### PROBLEMS TO WORK ON
1. Answer these from the passage on beliefs, one line each:
(a) What does the passage say adds beliefs on top of reality?
(b) In the Anthony de Mello quote, what does the Master set fire to?
(c) Whose "true believer" does the swapping of beliefs call to mind?
2. Reproduce the passage on beliefs word for word, from "Does a translation" up to and including "screaming for help.".
3. Write the next part of the passage on beliefs and the ego, picking up after its last sentence.

### SELECTED PASSAGE
+--
Look out the window. Do you believe it is daylight or nighttime? Or do you perceive and know it to be day or night? Does your experience and perception need to be believed, or can it simply stand on its own? There is no need to “believe” what you can plainly perceive and know. Would even the belief in God block directly experiencing and knowing God? Beliefs are added to, or overlaid on top of, reality courtesy of the ego.

A disciple complained about the Master’s habit of knocking down all the disciple’s beliefs.
Said the Master, ‘I set fire to the temple of your beliefs, for when it is destroyed, you will have an unimpeded view of the vast, unbounded sky.'”
—Anthony de Mello

Does a translation of beliefs into a more functional pattern enhance the seeing of a broader picture? Will it create new options or offer a more flexible, generous understanding? Possibly. To reframe the ego’s story is akin to superimposing a new story upon the original one, just as visualizations, trances and affirmations can be superimposed over old unworkable patterns, or medications can artificially suppress symptoms that are actually messages from the body desperately screaming for help.

Reframing the ego’s story into a new, improved story still keeps one tethered to a dualistic world of subjects and objects. Destroying one belief to then cleave unto another, don’t you just trade one Holy Grail, addiction or symptom for another, replacing an unworkable pattern for one that appears slightly “better.” As the saying goes, “The ‘better’ is the enemy of the ‘good.'” This swapping of beliefs is reminiscent of Eric Hoffer’s “true believer” who tends to trade one doctrine or ideology for another.

If a person would experience their beliefs and say, ‘Is it true? Who would I be without the belief’?-then we would surely see the end of suffering. No suffering can hold in Truth.
—Byron Katie

In the field of psychology, most practitioners learn myriad ways to build up a person’s sense of self or ego, with little, if any, appreciation for outgrowing ego as a mistaken self once it’s established as a developmental stage and useful tool to survive and also thrive. All techniques for life transformation inherently become unsatisfying and unsustainable in the long run unless they open up and sustain one’s Awareness.
+--
### INFORMATION GIVEN

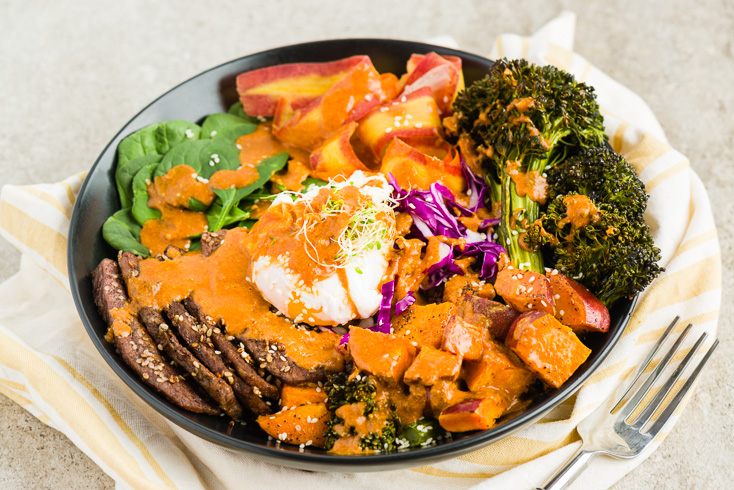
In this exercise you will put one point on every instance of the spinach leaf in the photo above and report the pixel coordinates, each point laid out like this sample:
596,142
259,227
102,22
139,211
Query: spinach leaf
184,153
220,125
155,139
196,205
230,197
125,173
122,232
140,209
218,154
215,214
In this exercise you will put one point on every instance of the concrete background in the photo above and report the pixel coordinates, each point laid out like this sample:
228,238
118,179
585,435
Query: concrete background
73,73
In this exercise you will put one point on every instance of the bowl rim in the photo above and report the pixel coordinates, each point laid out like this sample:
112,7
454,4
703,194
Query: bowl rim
275,453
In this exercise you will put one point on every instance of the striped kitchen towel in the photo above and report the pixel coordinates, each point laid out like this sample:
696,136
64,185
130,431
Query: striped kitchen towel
50,367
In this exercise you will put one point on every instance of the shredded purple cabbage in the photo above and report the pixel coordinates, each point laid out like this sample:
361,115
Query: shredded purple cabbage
432,213
404,303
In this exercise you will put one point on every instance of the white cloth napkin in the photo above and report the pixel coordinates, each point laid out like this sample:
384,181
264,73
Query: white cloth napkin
49,366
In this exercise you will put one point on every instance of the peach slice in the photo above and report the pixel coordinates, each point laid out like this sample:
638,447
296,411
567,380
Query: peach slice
577,307
443,75
414,169
299,83
411,116
547,347
336,156
348,99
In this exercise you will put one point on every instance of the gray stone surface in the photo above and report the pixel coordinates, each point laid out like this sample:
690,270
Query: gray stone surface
74,72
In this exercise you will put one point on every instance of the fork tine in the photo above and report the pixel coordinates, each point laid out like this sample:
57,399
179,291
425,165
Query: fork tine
646,361
665,389
673,405
637,397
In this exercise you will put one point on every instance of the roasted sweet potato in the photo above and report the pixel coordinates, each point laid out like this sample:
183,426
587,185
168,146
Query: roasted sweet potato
294,396
547,347
431,365
577,307
383,355
499,371
424,324
305,424
490,315
445,393
524,290
474,414
464,339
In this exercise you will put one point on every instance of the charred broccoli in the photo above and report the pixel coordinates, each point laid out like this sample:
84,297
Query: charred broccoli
521,120
595,225
387,433
359,391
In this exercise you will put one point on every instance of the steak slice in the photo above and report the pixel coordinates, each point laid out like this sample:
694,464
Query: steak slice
156,325
230,352
211,241
272,358
198,343
134,345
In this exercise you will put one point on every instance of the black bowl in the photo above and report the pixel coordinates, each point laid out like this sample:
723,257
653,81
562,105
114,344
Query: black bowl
214,91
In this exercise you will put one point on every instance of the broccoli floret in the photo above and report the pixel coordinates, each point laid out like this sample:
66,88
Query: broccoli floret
527,118
595,225
360,390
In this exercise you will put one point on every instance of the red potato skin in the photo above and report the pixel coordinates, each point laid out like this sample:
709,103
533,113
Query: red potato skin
547,347
474,414
524,290
464,339
577,307
485,313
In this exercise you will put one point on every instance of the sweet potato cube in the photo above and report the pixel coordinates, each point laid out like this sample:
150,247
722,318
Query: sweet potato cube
464,339
304,424
299,83
474,414
295,396
547,347
383,355
336,156
524,290
413,169
577,307
484,313
497,370
424,324
445,393
410,116
431,365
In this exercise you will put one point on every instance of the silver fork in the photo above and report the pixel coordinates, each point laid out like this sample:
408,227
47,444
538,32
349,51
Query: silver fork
608,429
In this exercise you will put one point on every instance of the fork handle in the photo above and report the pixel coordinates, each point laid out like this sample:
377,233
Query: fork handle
569,471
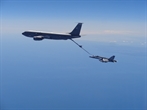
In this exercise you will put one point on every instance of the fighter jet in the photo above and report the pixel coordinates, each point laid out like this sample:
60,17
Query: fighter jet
103,59
38,35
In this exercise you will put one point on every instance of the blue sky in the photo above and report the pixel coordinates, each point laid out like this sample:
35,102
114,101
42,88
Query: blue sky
59,75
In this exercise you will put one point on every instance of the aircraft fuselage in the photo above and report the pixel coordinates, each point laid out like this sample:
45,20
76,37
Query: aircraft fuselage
45,35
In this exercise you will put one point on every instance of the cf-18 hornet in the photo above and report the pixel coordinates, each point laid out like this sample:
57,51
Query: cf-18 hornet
103,59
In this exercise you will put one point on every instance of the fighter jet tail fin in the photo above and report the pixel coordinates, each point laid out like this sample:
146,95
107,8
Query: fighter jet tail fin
76,30
111,58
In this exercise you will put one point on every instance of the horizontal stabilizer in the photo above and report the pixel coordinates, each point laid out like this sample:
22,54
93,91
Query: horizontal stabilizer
76,30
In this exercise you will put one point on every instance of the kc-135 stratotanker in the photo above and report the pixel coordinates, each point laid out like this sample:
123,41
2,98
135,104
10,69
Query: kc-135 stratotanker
75,33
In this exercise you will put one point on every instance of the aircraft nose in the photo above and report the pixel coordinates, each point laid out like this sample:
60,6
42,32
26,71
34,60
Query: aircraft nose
+--
### OUTPUTS FOR THE TASKS
1.
(a) The ego.
(b) The temple of the disciple's beliefs.
(c) Eric Hoffer's.

2.
Does a translation of beliefs into a more functional pattern enhance the seeing of a broader picture? Will it create new options or offer a more flexible, generous understanding? Possibly. To reframe the ego’s story is akin to superimposing a new story upon the original one, just as visualizations, trances and affirmations can be superimposed over old unworkable patterns, or medications can artificially suppress symptoms that are actually messages from the body desperately screaming for help.

3.
The deconstruction of one’s beliefs opens up the possibility of Presence by an acknowledgment of what is in the way. Author Byron Katie deconstructs the ego’s cherished beliefs by repeating, “Is it true?,” “Can you absolutely know that it’s true?”, “How do you react when you think that?”, and “Who would you be without it?” 2 In this vein, one can continue, “What is ‘This’?”, “Is that so?”, “Is that useful?”, and “Does that work?” One can further inquire, “Is it possible to disagree with this belief?” “Is it possible to release this belief?”, “Is quality of life enhanced by letting go of it?”, and “What would it take to surrender this belief?” When going to the root, one can ask, “Who created this belief in the first place?”, “What and how are “you” without this belief?”, and “Given all that’s been accomplished in life, is it “because of” or “in spite of” this belief?”

Beliefs naturally dissolve in the act of releasing the belief and its polar opposite as equally untrue, creating an opening to accept that “it is what it is.” Psychoanalyst C. G. Jung called this transcending of polarities in a union of opposites “the transcendent function.” Faithing as an active verb-what Samuel Coleridge might call a “willing suspension of disbelief”-naturally leads to the recognition of the illusory ego as a mistaken identity. Willingly suspending belief and disbelief invites Presence, Sanity and Original Nature. As beliefs are surrendered, what remains feels like Love, Grace, Oneness and Family. Roles, stories, attachments, aversions, being right or wrong, hopes, fears, fixations, expectations and syndromes are all available for healthy deconstruction.

No matter how simple something is, the ego seemingly brings an uncanny knack to not only complicate matters, but make the complicated even more complex. Look and see.

References

1. Robert B. Zajonc, Social facilitation. Science, 149, 1968, pages 269-274; Attitudinal effects of mere exposure. Journal of Personality and Social Psychology, Monograph Supplement 9 (No. 2), pages 1-29.

2. Byron Katie, Loving What Is: Four Questions that can Change Your Life. New York: Three Rivers Press, 2002.